___ MATERIAL SHOWN

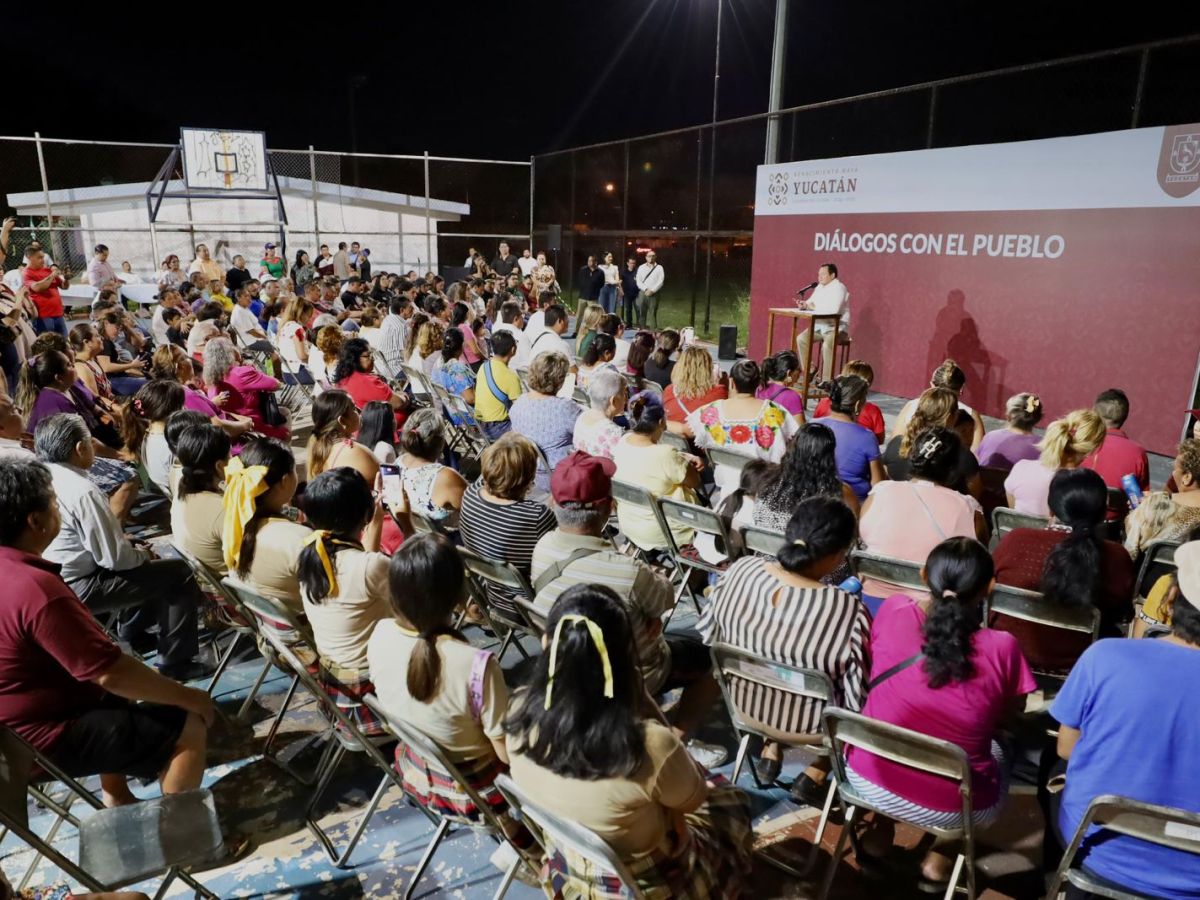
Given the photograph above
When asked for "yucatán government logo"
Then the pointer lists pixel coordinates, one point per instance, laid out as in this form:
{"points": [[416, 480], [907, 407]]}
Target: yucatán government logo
{"points": [[777, 189], [1179, 161]]}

______

» **OBJECTIVE**: Rescale the records by writing out every line again, requests included, with each point coordinate in the answers multiplied by 2.45 and rounded to a whole number, halves rounding up. Omit the pictures.

» **COMPLETE OUTPUT**:
Given the photograph above
When asked for "yucatán government logo"
Then the pointer lists pixel coordinates, one point per instance, laid out as in this form:
{"points": [[416, 480], [907, 407]]}
Target: yucatán government logo
{"points": [[1904, 463], [2889, 394]]}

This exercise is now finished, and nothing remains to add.